> _Items stored from a collection_
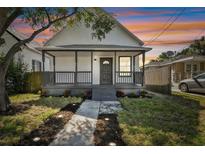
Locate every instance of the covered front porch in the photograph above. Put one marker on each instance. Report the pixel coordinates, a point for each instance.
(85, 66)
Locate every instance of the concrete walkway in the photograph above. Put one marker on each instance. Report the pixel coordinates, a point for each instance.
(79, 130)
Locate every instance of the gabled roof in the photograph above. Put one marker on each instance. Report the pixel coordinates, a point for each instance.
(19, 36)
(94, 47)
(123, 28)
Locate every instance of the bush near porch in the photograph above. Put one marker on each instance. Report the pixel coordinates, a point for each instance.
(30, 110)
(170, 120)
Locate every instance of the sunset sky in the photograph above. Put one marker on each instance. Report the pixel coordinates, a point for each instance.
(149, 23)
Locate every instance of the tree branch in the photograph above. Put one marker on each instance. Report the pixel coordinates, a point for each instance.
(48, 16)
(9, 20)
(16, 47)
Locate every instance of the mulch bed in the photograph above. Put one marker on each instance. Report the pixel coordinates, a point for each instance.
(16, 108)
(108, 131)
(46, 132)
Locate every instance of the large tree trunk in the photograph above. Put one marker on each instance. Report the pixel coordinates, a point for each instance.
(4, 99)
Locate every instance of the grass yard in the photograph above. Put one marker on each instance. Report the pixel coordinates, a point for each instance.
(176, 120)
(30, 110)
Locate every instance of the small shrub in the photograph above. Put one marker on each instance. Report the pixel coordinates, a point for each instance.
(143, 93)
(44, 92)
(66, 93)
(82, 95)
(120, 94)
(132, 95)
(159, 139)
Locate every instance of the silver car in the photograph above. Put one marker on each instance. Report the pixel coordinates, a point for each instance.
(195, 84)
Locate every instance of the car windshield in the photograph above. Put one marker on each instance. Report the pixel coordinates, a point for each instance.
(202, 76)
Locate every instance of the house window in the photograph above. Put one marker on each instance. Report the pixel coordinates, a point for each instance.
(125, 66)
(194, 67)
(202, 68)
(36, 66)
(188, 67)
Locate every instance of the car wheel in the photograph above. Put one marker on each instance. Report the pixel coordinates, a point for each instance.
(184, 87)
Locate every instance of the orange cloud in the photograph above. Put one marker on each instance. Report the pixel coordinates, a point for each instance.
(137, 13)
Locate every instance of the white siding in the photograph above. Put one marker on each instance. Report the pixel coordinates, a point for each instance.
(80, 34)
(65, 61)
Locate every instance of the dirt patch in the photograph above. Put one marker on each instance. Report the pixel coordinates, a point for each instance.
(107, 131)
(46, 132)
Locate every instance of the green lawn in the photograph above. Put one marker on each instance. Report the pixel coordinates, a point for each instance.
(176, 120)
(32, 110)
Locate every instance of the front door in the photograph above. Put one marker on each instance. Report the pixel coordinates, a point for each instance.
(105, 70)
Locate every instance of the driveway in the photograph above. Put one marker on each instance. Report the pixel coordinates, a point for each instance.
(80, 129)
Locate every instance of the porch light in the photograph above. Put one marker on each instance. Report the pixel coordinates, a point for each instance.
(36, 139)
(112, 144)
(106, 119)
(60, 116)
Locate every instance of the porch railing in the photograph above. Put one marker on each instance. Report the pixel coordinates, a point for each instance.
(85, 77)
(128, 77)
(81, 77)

--

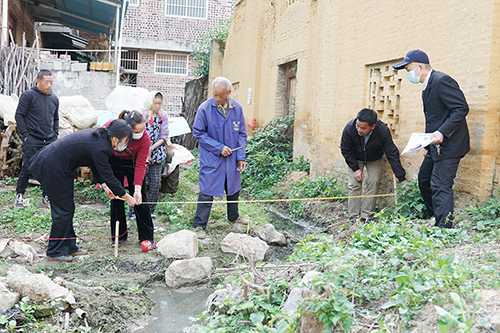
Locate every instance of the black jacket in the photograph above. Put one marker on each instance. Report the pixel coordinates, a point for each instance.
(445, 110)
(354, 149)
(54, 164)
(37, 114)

> _TASK OBJECTIVE_
Find every line in the entries above that contains the string "tree", matching case exactly, and copy each of those lines.

> _RESULT BELOW_
Locate every instance of the tree branch in the photograph above. Put one marker on each instance. Report the pixel coordinates, a point for each instance.
Locate every instance of the large tree trunk in the photograph above. Put one marker on each instance. Report the pixel coordinates, a point for each instance.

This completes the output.